Written request — Reproduce the data below word for word, leaving every line unchanged.

(Excerpts from a location annotation dataset)
□ □ □
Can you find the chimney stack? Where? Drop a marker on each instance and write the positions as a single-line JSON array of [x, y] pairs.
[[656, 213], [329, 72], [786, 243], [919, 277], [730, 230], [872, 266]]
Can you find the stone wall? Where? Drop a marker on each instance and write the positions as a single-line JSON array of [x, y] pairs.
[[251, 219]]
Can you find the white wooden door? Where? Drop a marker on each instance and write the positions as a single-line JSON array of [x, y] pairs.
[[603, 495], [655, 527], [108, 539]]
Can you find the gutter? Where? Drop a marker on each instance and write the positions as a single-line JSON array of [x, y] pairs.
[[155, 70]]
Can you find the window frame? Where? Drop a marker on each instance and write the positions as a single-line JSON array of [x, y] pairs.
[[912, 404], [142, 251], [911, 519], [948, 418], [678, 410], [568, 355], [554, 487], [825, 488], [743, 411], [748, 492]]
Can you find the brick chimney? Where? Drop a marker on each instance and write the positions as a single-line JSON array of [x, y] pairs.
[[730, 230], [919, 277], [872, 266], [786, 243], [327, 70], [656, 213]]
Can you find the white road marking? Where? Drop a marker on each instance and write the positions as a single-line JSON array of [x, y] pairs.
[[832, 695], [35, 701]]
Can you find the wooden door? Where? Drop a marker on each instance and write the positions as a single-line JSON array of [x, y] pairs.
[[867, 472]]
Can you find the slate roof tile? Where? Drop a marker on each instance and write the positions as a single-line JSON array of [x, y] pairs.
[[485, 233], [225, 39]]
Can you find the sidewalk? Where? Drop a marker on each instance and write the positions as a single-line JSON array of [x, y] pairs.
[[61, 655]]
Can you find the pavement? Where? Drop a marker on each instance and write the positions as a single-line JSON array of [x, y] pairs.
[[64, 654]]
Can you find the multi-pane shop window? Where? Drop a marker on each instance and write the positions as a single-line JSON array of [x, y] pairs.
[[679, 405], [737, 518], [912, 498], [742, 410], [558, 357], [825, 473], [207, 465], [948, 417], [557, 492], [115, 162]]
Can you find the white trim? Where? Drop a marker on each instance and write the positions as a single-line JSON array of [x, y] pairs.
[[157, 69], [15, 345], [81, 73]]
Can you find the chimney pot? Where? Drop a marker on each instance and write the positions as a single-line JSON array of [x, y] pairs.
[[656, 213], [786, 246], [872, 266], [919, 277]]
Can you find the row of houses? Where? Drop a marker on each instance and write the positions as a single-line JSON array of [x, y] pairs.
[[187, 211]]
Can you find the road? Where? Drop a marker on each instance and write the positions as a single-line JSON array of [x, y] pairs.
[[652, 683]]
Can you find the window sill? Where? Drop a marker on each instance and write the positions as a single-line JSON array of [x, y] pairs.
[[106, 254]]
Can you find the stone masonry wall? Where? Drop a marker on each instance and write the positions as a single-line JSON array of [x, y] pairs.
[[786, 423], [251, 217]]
□ □ □
Result below —
Can you find the chimney stack? Where? Drop a marker on each instance and write the positions as a single-line JSON array of [x, y] pairs.
[[656, 213], [329, 72], [786, 243], [919, 277], [730, 230], [872, 266]]
Can you find the stone wall? Where? Drop a marker on each instance and write the positions as a single-line JSON array of [x, y] pairs.
[[251, 219]]
Can you find the white wooden door? Where? Drop a marker on each instance and write the positions as a single-line JSON array of [x, y] pairs.
[[603, 495], [655, 527], [108, 539]]
Can you find the gutter? Where? Drop a marker on each instance and write the positions as a single-line JSON array of [x, y] pairs.
[[155, 70]]
Can you find the window frame? Where? Drop a marker on each instance and write the positions as a single-line JSON array of [x, y] pairs.
[[912, 404], [142, 251], [911, 519], [948, 418], [678, 410], [568, 355], [554, 487], [825, 488], [743, 411], [748, 492]]
Can you find the brick chimney? Where? Drop a marker on each instance and write the positions as a single-line JSON array of [x, y] pairs.
[[730, 230], [919, 277], [872, 266], [786, 243], [327, 70], [656, 213]]
Can you find the white road marking? Where? Drop a marker on each instance and write the positions as a single-line JSON array of [x, y] pairs.
[[832, 695], [35, 701]]
Can you find the wooden door? Where? Drop a marker on each instance and write the positions as a single-line JSON array of [x, y] pairs.
[[867, 472]]
Can you find the slate roof tile? Where? Drop a marker on each instance and write the positions as a single-line JSON array of [x, y] pairs.
[[485, 233], [225, 39]]
Can you find the sidewalk? Where? Drop a marker on each instance and write the positions as a single-line JSON array of [x, y] pairs.
[[61, 655]]
Can you find the pavement? Where? Drop a marker on each instance and write the positions as a single-line JSON array of [x, y] pairs.
[[64, 654]]
Can you find the multi-pane shop window? Where? Drop a marker on each instance and write the positions as a single-line JSON array of [x, y] pairs.
[[679, 405], [737, 518], [912, 498], [742, 410], [558, 357], [825, 473], [207, 465], [948, 417], [557, 492], [115, 162]]
Can you find the white trim? Where? Drop a marker on each instance and write the positions as a single-line JSON array of [x, y] pairs.
[[157, 69], [15, 345], [81, 73]]
Can you find the chimney pot? Where? Drop a marker on each instance and write the positions as a single-line JSON array of [x, y] pairs.
[[656, 213], [786, 246], [872, 266], [919, 277]]
Can you find the row of houses? Where? Drop a marker on each instance and write the positions as a single-line JSON array of [x, y] pairs.
[[187, 211]]
Can you find the road? Where? Drop a marker on each instance and write the positions as a single-line JSON array of [x, y] pairs.
[[652, 683]]
Can you find the window sill? Where? Drop a marker on each instance and write the positions as a single-line JSON array of [x, y] pairs.
[[106, 254]]
Can you find the stone masonry wall? Where? Drop a marker on each instance and write the positions as a single-line JSON array of [x, y] pairs.
[[786, 423], [251, 217]]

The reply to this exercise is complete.